TRY IT
Count the lines in the following data that include "grille". Please write only the number.

INPUT DATA
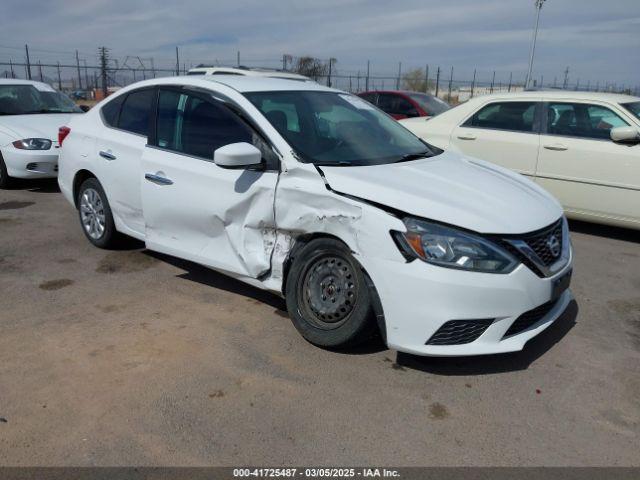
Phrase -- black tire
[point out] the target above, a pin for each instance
(327, 295)
(108, 236)
(5, 179)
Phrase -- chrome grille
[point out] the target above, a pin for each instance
(544, 251)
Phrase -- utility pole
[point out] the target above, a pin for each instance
(366, 83)
(59, 78)
(78, 67)
(532, 51)
(104, 62)
(426, 79)
(26, 47)
(473, 82)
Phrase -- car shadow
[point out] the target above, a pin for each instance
(44, 185)
(477, 365)
(492, 364)
(617, 233)
(200, 274)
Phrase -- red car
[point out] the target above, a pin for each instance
(404, 104)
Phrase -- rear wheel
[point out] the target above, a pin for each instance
(5, 179)
(327, 295)
(95, 214)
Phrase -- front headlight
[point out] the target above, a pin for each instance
(33, 144)
(453, 248)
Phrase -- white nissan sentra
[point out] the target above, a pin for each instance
(315, 194)
(30, 115)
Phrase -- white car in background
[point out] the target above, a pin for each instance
(30, 115)
(316, 195)
(247, 72)
(582, 147)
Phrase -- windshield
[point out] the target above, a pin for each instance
(27, 99)
(327, 128)
(633, 107)
(430, 104)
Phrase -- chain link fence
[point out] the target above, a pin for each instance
(88, 76)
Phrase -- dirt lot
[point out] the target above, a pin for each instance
(132, 358)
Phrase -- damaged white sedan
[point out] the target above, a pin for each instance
(315, 194)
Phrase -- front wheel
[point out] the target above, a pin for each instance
(5, 179)
(95, 214)
(327, 295)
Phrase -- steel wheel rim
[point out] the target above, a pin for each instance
(92, 213)
(329, 291)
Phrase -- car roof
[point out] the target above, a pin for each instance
(239, 83)
(561, 94)
(18, 81)
(403, 92)
(258, 72)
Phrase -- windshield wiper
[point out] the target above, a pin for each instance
(414, 156)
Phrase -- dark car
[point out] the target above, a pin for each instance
(405, 104)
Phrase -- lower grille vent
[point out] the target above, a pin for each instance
(458, 332)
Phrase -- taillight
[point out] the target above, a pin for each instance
(62, 134)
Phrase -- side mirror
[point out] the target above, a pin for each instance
(237, 155)
(625, 135)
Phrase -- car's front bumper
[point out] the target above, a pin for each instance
(31, 163)
(419, 298)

RESPONSE
2